### PROBLEM DETAILS:
Count the lines below that contain the string "wooden", treating uppercase and lowercase as different, and give only the number.

### Records of object pointing in photos:
┌──

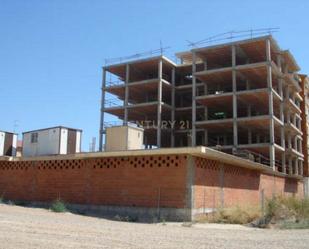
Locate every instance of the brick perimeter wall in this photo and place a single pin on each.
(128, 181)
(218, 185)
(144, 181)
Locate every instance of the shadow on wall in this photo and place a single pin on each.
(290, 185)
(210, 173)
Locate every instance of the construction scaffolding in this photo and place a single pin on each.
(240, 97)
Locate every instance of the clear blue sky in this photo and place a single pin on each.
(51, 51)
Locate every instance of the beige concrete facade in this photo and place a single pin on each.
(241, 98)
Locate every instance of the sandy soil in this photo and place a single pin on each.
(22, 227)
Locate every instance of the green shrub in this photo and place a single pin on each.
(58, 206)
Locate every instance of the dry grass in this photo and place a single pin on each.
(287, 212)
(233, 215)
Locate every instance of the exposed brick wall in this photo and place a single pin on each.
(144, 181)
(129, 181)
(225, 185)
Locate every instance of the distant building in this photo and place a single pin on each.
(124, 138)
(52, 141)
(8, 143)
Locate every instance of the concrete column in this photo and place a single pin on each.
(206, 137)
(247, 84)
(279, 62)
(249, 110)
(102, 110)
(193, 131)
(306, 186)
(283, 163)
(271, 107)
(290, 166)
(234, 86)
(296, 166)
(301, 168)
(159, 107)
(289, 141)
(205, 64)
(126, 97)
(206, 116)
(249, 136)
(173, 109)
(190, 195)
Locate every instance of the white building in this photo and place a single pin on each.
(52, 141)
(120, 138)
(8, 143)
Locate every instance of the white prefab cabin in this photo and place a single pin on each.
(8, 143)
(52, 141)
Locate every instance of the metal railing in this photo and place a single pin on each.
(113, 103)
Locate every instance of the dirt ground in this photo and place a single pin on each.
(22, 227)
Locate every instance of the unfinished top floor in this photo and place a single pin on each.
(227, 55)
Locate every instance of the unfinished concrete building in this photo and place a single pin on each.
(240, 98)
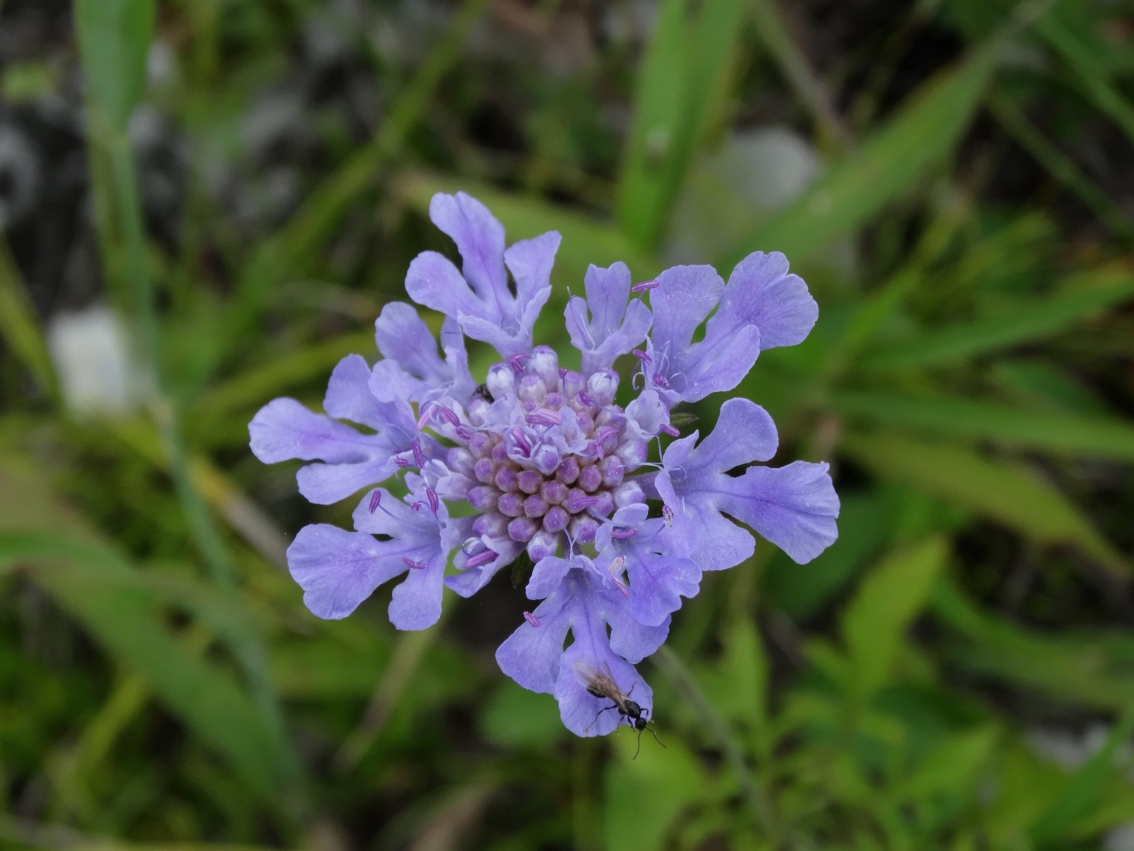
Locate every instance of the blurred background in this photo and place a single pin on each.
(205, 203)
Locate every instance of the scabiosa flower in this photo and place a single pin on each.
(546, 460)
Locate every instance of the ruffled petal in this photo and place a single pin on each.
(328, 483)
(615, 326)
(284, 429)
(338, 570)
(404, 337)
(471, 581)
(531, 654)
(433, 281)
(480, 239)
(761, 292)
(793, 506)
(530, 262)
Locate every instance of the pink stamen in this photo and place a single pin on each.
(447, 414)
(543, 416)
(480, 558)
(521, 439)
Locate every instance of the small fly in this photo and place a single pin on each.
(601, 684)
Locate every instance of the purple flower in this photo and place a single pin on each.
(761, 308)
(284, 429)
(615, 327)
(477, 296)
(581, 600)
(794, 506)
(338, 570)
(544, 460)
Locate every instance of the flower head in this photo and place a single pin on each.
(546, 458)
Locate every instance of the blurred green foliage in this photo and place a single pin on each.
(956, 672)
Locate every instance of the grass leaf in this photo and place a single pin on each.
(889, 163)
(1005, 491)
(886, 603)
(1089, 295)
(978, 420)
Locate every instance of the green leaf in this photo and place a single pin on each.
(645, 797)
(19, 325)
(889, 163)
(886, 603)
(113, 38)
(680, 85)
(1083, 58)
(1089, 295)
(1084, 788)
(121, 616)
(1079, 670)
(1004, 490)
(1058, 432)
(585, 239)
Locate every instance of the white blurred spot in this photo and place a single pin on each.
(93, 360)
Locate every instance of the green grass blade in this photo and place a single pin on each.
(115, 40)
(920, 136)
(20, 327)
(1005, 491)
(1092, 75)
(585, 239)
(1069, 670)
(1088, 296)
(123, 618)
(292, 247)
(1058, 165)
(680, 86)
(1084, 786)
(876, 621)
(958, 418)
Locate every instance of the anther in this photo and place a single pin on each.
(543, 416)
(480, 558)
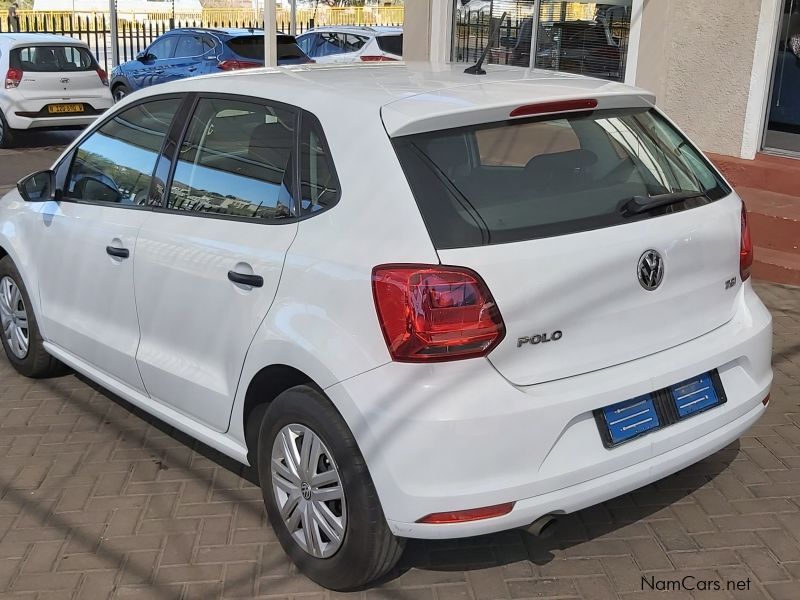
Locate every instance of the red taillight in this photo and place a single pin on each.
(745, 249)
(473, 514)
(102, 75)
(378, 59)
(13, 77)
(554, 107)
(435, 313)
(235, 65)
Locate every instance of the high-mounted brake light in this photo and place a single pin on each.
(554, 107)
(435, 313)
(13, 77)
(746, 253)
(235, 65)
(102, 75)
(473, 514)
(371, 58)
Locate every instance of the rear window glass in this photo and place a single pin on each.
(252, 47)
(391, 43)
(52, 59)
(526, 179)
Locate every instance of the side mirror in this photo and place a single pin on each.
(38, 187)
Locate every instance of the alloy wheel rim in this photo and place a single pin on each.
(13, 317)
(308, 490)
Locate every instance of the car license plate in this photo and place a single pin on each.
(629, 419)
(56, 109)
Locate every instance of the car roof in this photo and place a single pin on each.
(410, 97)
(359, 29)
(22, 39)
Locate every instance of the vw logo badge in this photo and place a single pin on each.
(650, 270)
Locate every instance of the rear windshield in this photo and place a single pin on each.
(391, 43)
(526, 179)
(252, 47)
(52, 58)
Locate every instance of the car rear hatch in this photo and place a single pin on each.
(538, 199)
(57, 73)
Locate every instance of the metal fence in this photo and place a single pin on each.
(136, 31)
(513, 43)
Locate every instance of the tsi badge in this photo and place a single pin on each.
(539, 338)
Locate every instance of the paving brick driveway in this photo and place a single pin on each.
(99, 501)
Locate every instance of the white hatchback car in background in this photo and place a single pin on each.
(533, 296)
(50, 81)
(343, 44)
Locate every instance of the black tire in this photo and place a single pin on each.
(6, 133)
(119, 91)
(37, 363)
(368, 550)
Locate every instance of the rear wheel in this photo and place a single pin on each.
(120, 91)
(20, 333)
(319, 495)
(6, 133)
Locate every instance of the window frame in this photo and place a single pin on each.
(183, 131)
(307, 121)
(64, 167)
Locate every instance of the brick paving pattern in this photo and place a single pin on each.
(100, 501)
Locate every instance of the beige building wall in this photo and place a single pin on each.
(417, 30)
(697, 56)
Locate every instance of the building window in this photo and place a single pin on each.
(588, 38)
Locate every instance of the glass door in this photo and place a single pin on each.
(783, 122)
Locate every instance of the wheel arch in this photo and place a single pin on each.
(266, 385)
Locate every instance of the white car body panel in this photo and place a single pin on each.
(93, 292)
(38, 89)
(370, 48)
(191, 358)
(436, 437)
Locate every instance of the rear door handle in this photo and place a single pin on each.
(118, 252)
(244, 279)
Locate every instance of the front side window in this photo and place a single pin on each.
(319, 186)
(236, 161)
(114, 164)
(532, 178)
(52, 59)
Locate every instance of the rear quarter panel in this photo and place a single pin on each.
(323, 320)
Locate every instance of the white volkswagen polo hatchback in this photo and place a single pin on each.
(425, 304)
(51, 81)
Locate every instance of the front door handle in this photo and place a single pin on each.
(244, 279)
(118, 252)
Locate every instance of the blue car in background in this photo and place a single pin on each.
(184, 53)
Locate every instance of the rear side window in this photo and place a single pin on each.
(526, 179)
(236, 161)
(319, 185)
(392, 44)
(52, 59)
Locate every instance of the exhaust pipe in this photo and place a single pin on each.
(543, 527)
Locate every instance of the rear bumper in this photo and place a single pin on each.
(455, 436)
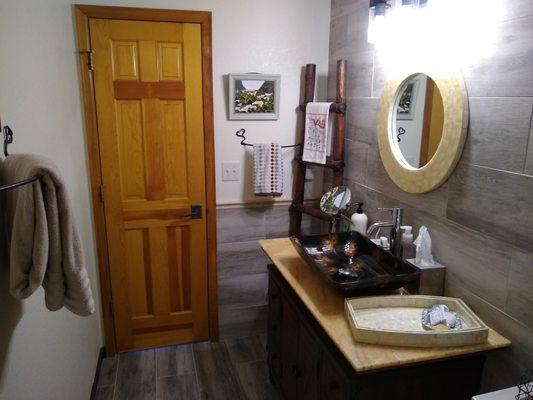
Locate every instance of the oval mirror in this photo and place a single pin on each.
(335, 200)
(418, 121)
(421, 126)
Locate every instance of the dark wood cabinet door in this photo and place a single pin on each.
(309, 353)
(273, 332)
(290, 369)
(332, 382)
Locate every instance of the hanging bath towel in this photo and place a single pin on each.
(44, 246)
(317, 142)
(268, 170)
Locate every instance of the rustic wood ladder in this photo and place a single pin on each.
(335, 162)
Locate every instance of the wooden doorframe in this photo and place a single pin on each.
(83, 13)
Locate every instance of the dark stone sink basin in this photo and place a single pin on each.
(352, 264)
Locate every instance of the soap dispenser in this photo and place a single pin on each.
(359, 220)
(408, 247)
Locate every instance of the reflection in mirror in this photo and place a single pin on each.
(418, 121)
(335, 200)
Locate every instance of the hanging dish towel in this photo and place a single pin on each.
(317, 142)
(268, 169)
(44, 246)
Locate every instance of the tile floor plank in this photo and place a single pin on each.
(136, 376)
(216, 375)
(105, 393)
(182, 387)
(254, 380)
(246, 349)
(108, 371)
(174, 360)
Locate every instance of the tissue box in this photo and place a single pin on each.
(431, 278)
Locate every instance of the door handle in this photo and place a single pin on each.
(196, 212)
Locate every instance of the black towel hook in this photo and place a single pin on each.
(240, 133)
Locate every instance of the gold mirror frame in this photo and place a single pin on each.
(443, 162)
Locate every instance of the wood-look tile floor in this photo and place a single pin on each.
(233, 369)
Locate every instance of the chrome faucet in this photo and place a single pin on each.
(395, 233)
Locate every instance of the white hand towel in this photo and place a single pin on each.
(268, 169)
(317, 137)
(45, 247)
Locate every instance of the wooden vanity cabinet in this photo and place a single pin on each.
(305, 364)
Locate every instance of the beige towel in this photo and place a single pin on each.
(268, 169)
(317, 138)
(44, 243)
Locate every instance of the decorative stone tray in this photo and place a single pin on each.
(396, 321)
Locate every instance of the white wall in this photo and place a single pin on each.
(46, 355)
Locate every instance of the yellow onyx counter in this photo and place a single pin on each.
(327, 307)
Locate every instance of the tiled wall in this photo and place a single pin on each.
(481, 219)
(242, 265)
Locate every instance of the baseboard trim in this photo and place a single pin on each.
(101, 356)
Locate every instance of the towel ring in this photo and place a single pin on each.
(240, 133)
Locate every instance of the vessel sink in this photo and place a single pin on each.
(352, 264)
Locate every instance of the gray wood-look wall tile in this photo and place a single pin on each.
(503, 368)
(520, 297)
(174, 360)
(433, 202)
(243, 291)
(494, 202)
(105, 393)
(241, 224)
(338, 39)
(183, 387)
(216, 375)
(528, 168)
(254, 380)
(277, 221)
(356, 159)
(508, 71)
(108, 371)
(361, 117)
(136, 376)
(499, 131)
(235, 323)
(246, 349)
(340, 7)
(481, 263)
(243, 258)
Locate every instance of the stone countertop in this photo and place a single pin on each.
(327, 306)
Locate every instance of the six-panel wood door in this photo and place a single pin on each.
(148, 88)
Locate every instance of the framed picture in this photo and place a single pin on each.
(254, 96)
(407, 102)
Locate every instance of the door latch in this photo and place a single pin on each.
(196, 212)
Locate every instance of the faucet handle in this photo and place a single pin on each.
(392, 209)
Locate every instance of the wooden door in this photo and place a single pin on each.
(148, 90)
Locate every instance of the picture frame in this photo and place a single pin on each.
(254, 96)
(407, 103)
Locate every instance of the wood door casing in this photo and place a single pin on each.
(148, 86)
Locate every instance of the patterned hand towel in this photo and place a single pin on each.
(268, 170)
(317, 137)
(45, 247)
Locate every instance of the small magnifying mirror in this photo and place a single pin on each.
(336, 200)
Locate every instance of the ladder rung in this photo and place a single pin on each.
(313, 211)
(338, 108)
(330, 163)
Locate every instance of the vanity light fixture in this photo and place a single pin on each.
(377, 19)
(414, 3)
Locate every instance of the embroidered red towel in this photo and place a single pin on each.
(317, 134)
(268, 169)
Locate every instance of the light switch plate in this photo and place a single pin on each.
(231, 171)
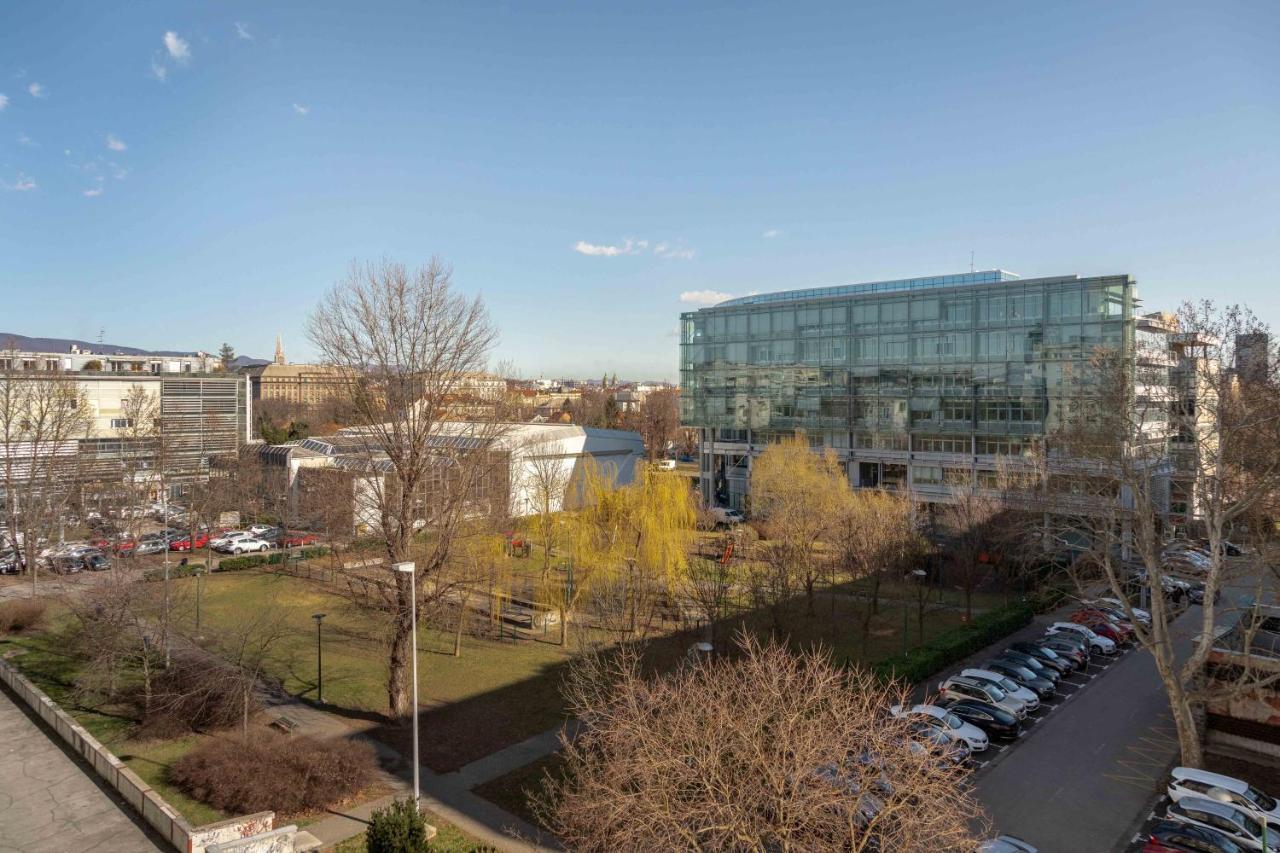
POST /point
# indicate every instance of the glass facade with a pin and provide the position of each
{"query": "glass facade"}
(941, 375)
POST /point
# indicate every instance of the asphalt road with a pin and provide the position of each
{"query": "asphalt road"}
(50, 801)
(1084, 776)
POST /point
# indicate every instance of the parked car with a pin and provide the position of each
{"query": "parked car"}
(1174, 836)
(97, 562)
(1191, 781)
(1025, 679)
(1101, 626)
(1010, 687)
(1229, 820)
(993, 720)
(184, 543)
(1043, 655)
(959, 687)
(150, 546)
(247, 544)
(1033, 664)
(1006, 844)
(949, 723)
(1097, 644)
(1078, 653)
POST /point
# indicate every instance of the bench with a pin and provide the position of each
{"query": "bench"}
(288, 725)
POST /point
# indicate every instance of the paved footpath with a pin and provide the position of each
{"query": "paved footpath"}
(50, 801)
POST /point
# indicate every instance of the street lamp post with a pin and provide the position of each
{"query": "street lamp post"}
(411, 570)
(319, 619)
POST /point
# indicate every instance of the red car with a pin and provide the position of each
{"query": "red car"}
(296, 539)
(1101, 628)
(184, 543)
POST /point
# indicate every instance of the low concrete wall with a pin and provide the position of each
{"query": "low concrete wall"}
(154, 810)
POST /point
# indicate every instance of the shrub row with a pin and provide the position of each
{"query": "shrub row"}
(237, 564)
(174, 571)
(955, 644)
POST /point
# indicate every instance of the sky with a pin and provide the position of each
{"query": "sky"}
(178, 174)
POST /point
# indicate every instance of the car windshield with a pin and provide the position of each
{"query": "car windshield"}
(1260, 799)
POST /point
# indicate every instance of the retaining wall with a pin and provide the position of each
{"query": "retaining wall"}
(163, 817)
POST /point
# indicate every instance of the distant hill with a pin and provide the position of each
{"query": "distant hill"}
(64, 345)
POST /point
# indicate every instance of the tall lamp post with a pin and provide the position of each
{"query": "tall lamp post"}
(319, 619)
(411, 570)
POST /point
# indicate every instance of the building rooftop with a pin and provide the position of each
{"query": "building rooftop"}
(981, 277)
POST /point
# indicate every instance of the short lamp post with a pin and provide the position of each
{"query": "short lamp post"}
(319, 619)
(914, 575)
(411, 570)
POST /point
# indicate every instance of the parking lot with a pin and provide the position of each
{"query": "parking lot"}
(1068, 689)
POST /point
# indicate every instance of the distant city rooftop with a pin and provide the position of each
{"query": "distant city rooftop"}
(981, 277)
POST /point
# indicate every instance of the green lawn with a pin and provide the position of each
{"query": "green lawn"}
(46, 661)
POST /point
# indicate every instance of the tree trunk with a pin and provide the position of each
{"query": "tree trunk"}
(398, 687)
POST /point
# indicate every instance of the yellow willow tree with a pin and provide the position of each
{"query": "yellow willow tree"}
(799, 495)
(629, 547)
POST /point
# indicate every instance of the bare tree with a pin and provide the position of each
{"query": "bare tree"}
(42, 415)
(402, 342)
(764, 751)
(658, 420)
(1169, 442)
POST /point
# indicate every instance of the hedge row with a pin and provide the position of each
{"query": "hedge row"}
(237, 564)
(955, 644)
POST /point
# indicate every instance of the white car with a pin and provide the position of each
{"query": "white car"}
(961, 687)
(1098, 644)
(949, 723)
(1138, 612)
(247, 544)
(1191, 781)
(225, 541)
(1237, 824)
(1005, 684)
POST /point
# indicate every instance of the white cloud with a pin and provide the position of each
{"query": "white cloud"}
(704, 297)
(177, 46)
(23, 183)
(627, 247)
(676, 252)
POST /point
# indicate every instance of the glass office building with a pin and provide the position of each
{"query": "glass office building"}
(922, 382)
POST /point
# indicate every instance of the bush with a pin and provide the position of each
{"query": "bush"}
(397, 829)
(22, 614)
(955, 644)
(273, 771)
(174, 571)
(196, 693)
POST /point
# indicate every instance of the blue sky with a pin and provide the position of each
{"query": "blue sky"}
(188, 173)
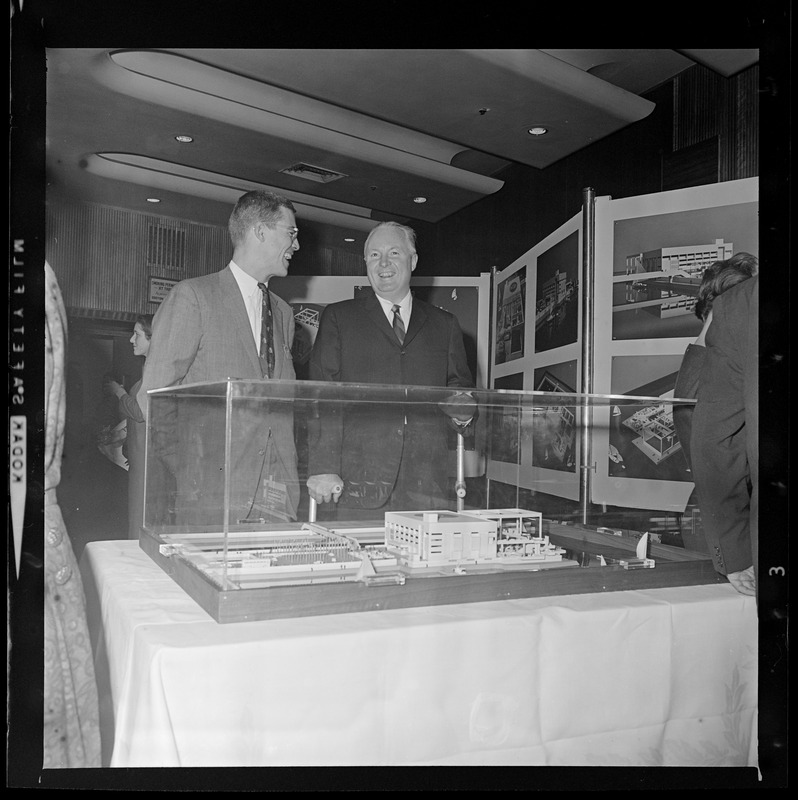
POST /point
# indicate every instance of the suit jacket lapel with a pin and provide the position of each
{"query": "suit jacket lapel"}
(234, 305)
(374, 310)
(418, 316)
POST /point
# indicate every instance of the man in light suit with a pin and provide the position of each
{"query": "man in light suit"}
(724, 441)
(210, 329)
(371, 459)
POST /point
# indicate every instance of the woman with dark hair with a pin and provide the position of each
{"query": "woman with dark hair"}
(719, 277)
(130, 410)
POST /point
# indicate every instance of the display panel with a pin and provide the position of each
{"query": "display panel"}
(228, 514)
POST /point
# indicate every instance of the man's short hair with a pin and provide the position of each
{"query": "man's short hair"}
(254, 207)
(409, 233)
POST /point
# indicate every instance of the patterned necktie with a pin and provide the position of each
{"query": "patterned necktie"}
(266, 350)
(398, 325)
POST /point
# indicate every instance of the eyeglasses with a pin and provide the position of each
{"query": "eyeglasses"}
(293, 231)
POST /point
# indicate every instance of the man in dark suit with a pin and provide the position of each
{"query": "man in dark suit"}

└──

### RESULT OF THE TASK:
3